Each line of the data must be reproduced as it appears.
************
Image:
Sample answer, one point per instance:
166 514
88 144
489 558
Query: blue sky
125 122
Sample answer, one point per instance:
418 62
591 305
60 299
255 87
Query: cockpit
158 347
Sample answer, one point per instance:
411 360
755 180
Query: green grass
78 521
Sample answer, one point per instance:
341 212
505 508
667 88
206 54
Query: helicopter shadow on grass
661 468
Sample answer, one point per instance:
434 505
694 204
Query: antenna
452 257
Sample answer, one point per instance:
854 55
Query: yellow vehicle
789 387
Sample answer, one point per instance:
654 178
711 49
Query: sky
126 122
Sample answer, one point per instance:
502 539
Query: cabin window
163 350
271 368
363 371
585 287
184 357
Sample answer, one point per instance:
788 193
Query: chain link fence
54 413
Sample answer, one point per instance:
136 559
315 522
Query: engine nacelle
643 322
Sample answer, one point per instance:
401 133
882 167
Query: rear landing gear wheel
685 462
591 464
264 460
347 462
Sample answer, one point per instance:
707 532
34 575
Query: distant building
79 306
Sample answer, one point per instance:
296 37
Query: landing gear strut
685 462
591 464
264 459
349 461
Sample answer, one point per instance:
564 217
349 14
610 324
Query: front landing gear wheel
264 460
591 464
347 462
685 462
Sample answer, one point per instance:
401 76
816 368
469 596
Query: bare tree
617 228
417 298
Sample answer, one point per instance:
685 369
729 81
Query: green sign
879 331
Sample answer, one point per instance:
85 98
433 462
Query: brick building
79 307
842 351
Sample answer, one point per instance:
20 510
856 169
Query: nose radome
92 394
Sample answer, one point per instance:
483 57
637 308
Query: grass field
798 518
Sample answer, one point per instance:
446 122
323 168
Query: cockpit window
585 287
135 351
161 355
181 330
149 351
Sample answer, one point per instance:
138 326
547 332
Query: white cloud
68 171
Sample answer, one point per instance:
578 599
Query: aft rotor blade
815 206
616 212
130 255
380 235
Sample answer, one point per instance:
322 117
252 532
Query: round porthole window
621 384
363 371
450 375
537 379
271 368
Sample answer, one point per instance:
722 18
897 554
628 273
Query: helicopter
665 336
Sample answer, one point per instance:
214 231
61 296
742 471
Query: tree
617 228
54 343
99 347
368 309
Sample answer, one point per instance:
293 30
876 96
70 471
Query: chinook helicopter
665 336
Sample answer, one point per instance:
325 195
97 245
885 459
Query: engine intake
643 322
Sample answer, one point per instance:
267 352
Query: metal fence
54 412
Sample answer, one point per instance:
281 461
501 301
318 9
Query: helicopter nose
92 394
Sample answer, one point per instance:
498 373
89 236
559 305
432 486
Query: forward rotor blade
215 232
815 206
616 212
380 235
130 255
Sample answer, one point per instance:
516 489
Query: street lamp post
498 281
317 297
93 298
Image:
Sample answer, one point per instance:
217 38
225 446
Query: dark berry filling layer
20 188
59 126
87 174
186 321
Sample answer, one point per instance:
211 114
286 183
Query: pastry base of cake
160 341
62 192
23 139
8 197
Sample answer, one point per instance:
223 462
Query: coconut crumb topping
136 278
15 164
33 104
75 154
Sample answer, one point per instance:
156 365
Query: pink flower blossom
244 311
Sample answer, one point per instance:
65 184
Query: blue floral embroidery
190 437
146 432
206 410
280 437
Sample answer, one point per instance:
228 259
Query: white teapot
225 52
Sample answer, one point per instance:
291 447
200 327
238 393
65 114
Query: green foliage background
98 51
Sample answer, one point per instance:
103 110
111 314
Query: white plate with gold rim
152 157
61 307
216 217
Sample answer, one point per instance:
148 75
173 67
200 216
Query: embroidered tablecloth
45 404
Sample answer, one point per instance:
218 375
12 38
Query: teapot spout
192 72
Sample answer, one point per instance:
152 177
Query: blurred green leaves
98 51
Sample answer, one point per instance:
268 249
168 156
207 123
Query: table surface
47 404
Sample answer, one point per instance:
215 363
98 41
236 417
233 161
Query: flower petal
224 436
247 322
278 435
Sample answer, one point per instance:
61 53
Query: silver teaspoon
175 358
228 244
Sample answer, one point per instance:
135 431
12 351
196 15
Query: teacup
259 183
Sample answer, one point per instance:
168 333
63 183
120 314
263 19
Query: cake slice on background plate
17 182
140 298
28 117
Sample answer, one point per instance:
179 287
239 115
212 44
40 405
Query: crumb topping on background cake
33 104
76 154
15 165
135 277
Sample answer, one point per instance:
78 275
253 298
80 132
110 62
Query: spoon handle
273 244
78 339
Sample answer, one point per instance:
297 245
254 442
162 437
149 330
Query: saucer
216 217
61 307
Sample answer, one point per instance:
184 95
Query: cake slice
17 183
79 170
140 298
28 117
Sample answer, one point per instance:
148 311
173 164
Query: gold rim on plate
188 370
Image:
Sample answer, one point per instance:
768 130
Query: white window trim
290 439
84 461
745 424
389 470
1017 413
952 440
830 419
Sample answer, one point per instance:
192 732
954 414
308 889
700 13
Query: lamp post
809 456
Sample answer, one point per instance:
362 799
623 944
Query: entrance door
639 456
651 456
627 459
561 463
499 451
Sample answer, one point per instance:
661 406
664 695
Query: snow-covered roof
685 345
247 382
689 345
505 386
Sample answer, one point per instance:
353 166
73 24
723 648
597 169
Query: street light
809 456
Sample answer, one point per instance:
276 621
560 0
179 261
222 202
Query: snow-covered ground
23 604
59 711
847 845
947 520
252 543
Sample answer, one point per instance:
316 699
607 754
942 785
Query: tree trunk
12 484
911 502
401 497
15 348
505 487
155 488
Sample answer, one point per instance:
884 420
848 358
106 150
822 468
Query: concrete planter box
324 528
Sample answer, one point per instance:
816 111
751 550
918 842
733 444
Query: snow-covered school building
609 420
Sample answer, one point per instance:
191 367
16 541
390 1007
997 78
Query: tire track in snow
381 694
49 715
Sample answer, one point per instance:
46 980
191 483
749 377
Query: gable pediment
************
OUTPUT BELOW:
Image:
Sample answer, one point per instance:
166 514
88 144
489 558
Query: blue sky
125 122
Sample answer, one point per instance:
418 62
591 305
60 299
255 87
Query: cockpit
158 347
Sample answer, one point per instance:
411 360
755 180
Query: green grass
78 521
Sample answer, one point per instance:
341 212
505 508
667 88
206 54
Query: helicopter shadow on grass
661 468
Sample answer, one point per instance:
434 505
694 204
Query: antenna
452 257
Sample answer, one point per instance:
854 55
Query: yellow vehicle
789 387
Sample answer, one point per instance:
654 178
711 49
Query: sky
126 122
Sample answer, one point per instance:
502 539
Query: cabin window
163 350
271 368
363 371
585 287
184 357
Sample answer, one point per instance:
788 193
Query: chain link fence
54 413
Sample answer, one point per instance:
136 559
315 522
Query: engine nacelle
643 322
Sample answer, one point per instance:
401 133
882 167
Query: rear landing gear wheel
685 462
591 464
264 460
347 462
Sample answer, one point per instance:
707 532
34 575
Query: distant building
79 306
Sample answer, one point per instance:
296 37
Query: landing gear strut
685 462
591 464
264 459
349 461
Sample answer, one point per instance:
564 217
349 14
610 324
Query: front landing gear wheel
264 460
591 464
347 462
685 462
Sample answer, one point per instance:
401 76
816 368
469 596
Query: bare tree
617 228
417 298
Sample answer, one point per instance:
685 369
729 81
Query: green sign
879 331
Sample answer, one point per instance:
85 98
433 462
Query: brick building
79 307
842 351
Sample answer, one point per instance:
20 510
856 169
Query: nose radome
92 394
Sample answer, one point per instance:
483 57
637 308
Query: grass field
798 518
Sample answer, one point per instance:
446 122
323 168
Query: cockpit window
585 287
135 351
161 355
181 330
149 351
Sample answer, one point per instance:
138 326
547 332
Query: white cloud
68 171
Sample answer, one point per instance:
578 599
Query: aft rotor blade
815 206
616 212
130 255
380 235
Sample answer, one point per instance:
322 117
252 532
Query: round porthole window
621 384
363 371
450 375
537 379
271 368
Sample answer, one point per instance:
722 18
897 554
628 273
Query: helicopter
665 336
Sample answer, one point per instance:
214 231
61 296
742 471
Query: tree
617 228
54 343
99 347
368 309
Sample answer, one point per instance:
293 30
876 96
70 471
Query: chinook helicopter
665 336
Sample answer, one point per instance:
325 195
97 245
885 459
Query: engine intake
643 322
Sample answer, one point per instance:
267 352
Query: metal fence
54 412
Sample answer, one point per instance:
281 461
501 301
318 9
Query: helicopter nose
92 394
Sample answer, one point per instance:
498 373
89 236
559 305
432 486
Query: forward rotor blade
215 232
815 206
616 212
380 235
130 255
Sample answer, one point per instance:
516 489
Query: street lamp post
498 281
317 297
93 298
Image:
Sample answer, one point per instance:
217 38
225 446
Query: dark berry filling layer
20 188
59 126
87 174
186 321
Sample answer, one point per instance:
211 114
286 183
Query: pastry base of cake
160 341
62 192
23 139
8 197
Sample answer, one point per instance:
223 462
Query: coconut crumb topping
136 278
15 164
33 104
75 154
Sample answer, one point per instance:
156 365
Query: pink flower blossom
244 311
Sample answer, one point per instance:
65 184
Query: blue floral embroidery
190 437
146 432
206 410
280 437
Sample answer, one point per instance:
228 259
Query: white teapot
225 52
Sample answer, one point per instance:
291 447
200 327
238 393
65 114
Query: green foliage background
98 51
Sample answer, one point per instance:
103 110
111 314
Query: white plate with gold rim
152 157
61 307
216 217
Sample answer, one point per instance:
148 75
173 67
200 216
Query: embroidered tablecloth
45 404
Sample answer, one point per instance:
218 375
12 38
Query: teapot spout
192 72
Sample answer, one point per instance:
152 177
Query: blurred green leaves
98 51
Sample answer, one point per instance:
268 249
168 156
207 123
Query: table surface
47 404
Sample answer, one point per instance:
215 363
98 41
236 417
233 161
Query: flower petal
224 436
247 322
278 435
Sample answer, one point per instance:
61 53
Query: silver teaspoon
175 358
228 244
Sample answer, one point per instance:
135 431
12 351
196 15
Query: teacup
259 183
Sample answer, one point per instance:
168 333
63 183
120 314
263 19
Query: cake slice on background plate
17 182
140 298
28 117
Sample answer, one point per instance:
179 287
239 115
212 44
40 405
Query: crumb topping on background cake
33 104
76 154
15 165
135 277
Sample answer, one point per instance:
78 275
253 298
80 132
110 62
Query: spoon handle
273 244
78 339
Sample answer, one point per instance:
297 245
254 442
162 437
149 330
Query: saucer
216 217
61 307
Sample answer, one point per instance:
184 95
Query: cake slice
17 183
79 170
140 298
28 117
Sample answer, one point per instance:
148 311
173 164
Query: gold rim on plate
188 370
Image:
Sample answer, one point per instance:
768 130
Query: white window trim
290 439
84 461
745 424
389 470
1017 413
952 440
830 419
Sample answer, one point per instance:
192 732
954 414
308 889
700 13
Query: lamp post
809 456
Sample answer, one point per instance:
362 799
623 944
Query: entrance door
639 456
651 456
627 459
561 463
499 451
Sample answer, one point per instance:
661 406
664 695
Query: snow-covered roof
685 345
247 382
689 345
505 386
Sample answer, one point per instance:
353 166
73 24
723 648
597 169
Query: street light
809 456
Sample answer, one point per instance:
276 621
560 0
179 261
222 202
Query: snow-covered ground
23 604
59 711
847 845
947 520
252 543
Sample answer, one point per instance:
316 699
607 754
942 785
Query: tree trunk
12 484
911 502
401 497
15 348
505 487
155 488
Sample answer, one point per instance:
884 420
848 358
106 150
822 468
Query: concrete planter box
324 528
Sample answer, one point per instance:
816 111
751 550
918 842
733 444
Query: snow-covered school building
609 420
Sample answer, one point per instance:
191 367
16 541
390 1007
997 78
Query: tire track in snow
381 694
49 715
Sample answer, one point per instance:
46 980
191 483
749 377
Query: gable pediment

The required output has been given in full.